Quote the entries in full, character for character, without their images.

______

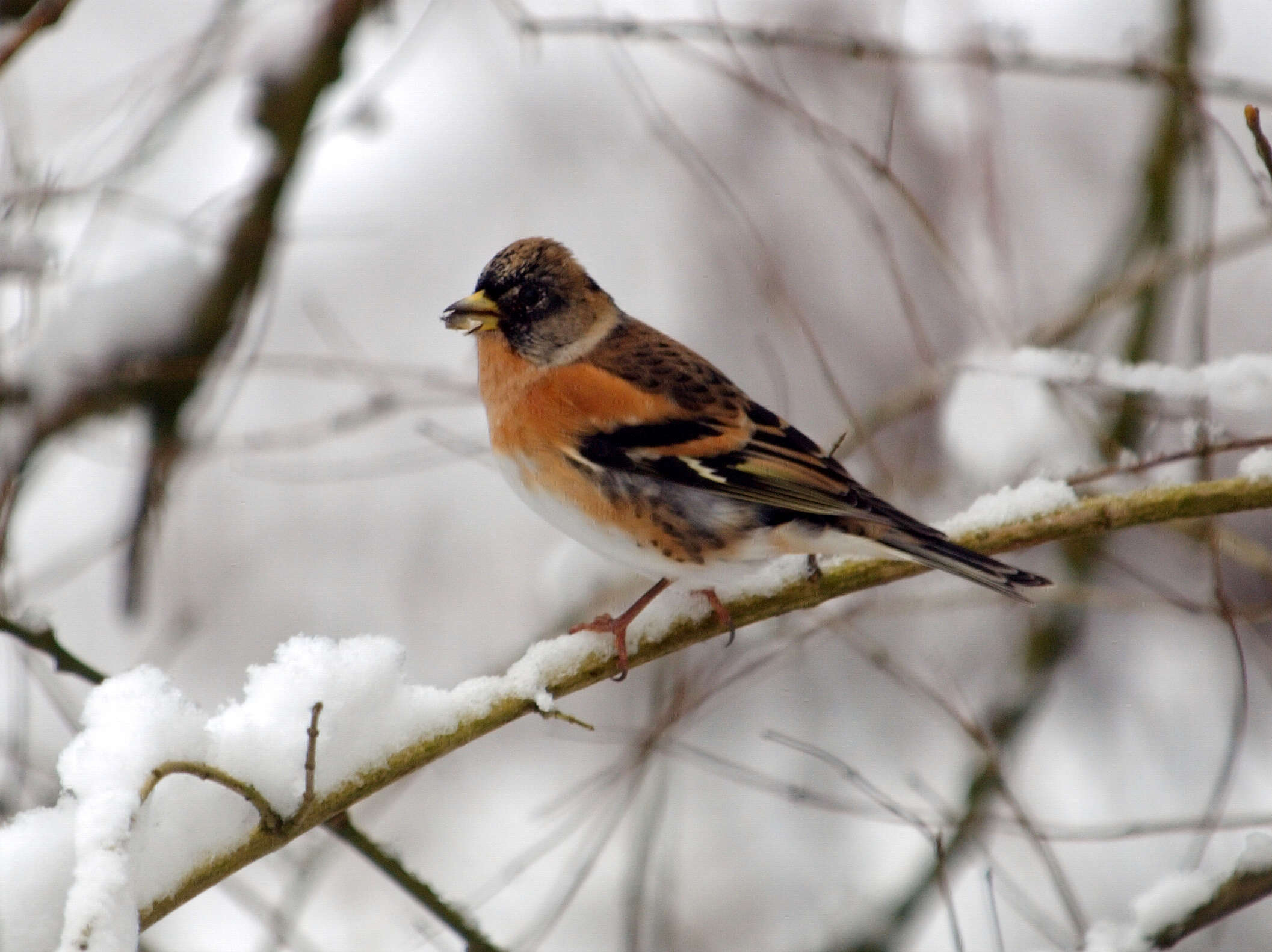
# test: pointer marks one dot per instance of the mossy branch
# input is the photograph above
(1084, 518)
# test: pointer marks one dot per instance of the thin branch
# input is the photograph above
(271, 821)
(1235, 892)
(853, 48)
(310, 756)
(470, 932)
(1240, 721)
(1191, 453)
(45, 640)
(1155, 270)
(1084, 518)
(1261, 140)
(45, 13)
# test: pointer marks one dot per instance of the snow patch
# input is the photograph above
(1242, 382)
(998, 427)
(1257, 465)
(1170, 899)
(1032, 498)
(83, 870)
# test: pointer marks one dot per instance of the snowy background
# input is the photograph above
(335, 480)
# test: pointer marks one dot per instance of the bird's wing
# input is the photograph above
(708, 434)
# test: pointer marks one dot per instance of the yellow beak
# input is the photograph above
(472, 314)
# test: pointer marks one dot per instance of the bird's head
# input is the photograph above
(541, 300)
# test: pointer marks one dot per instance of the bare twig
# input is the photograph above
(1261, 140)
(1235, 892)
(853, 48)
(43, 13)
(1164, 459)
(1084, 518)
(43, 640)
(310, 756)
(342, 826)
(1240, 720)
(271, 821)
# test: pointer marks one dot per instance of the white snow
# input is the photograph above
(1242, 382)
(1257, 855)
(101, 324)
(1032, 498)
(83, 870)
(1170, 899)
(1113, 937)
(1257, 465)
(998, 427)
(1175, 896)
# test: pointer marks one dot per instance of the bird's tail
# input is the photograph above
(939, 552)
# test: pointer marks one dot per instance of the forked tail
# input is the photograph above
(939, 552)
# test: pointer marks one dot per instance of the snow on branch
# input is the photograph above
(107, 861)
(1181, 904)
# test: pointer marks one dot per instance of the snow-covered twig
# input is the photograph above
(43, 639)
(139, 721)
(786, 591)
(1182, 904)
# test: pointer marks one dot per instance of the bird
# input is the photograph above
(646, 453)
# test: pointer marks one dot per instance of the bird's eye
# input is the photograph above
(529, 297)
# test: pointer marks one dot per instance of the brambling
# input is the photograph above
(646, 453)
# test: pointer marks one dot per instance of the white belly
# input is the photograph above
(761, 546)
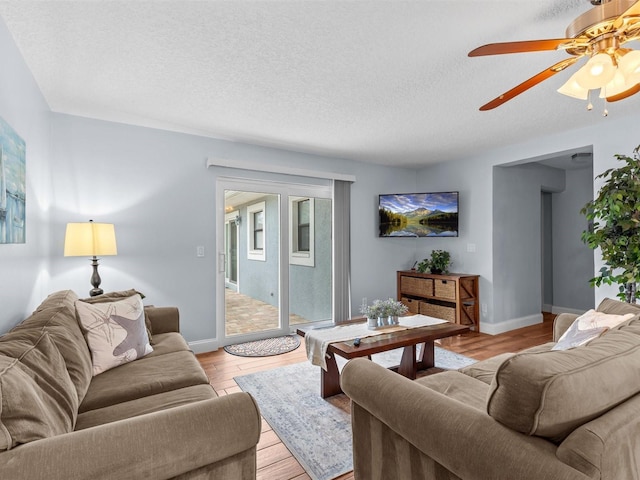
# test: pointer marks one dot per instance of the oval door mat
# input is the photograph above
(266, 347)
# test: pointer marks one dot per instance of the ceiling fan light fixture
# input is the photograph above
(573, 89)
(597, 72)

______

• RESPONSE TO THE TASK
# test: pointer marks one dot per instance of the mossy branch
# input is the photograph above
(1084, 518)
# test: pointer marks one dot per instance of the thin branch
# input is the photograph above
(271, 821)
(1235, 892)
(853, 48)
(310, 756)
(470, 932)
(1240, 721)
(1191, 453)
(45, 640)
(1155, 270)
(1084, 518)
(1261, 140)
(45, 13)
# test: pointer marks one dot per instance of the snow patch
# input is the photograph above
(1242, 382)
(998, 427)
(1257, 465)
(1170, 899)
(1032, 498)
(83, 870)
# test: pointer marks one dot per instance of the snowy background
# input is the photograph above
(335, 480)
# test: pointer marks one dot per instance of the bird's wing
# input is the photograph above
(708, 434)
# test: pointer marks one dot per instance of the yellow beak
# input is the photograph above
(472, 314)
# test: pointer marks one dot per instance of the bird's head
# input is the photograph above
(541, 300)
# test: pointer marks one dot per instance of the bare twig
# input is the photograph above
(1261, 140)
(1235, 892)
(853, 48)
(43, 13)
(1164, 459)
(1084, 518)
(43, 640)
(310, 756)
(342, 826)
(1240, 720)
(271, 821)
# test: pointer marks one dot per instance of the white snow
# input is the photograph above
(1242, 382)
(1257, 855)
(101, 324)
(1032, 498)
(83, 870)
(1170, 899)
(1113, 937)
(1257, 465)
(998, 427)
(1175, 896)
# test: pointer marks one dot per instance of the bird's tail
# input is the photograph above
(939, 552)
# test: pointer marks one dot per instance of the forked tail
# input is the photograph above
(939, 552)
# test: pointer marks one dot per instance of the snow on branch
# input is the photograph above
(107, 861)
(1181, 904)
# test: pointer marks one dot per instance of the snow-covered twig
# input is the photograph above
(43, 639)
(139, 721)
(786, 591)
(1182, 904)
# test: pointer marks one dot per instance of the bird
# input is the photograph above
(646, 453)
# test: pointer marks one dot per instance of the bird's eye
# input is the photograph above
(529, 297)
# test: pointer marks one dot per instance of the brambling
# input is the photograph above
(646, 453)
# test: pointer marks one dot per instance of the white belly
# input is the photograph above
(761, 546)
# test: pointer marks one dot per instance of the oval door mat
# input is the photograph above
(266, 347)
# test: pointer marks one dot per instance of the ceiling fan light fixture
# input is the photograph above
(573, 89)
(597, 72)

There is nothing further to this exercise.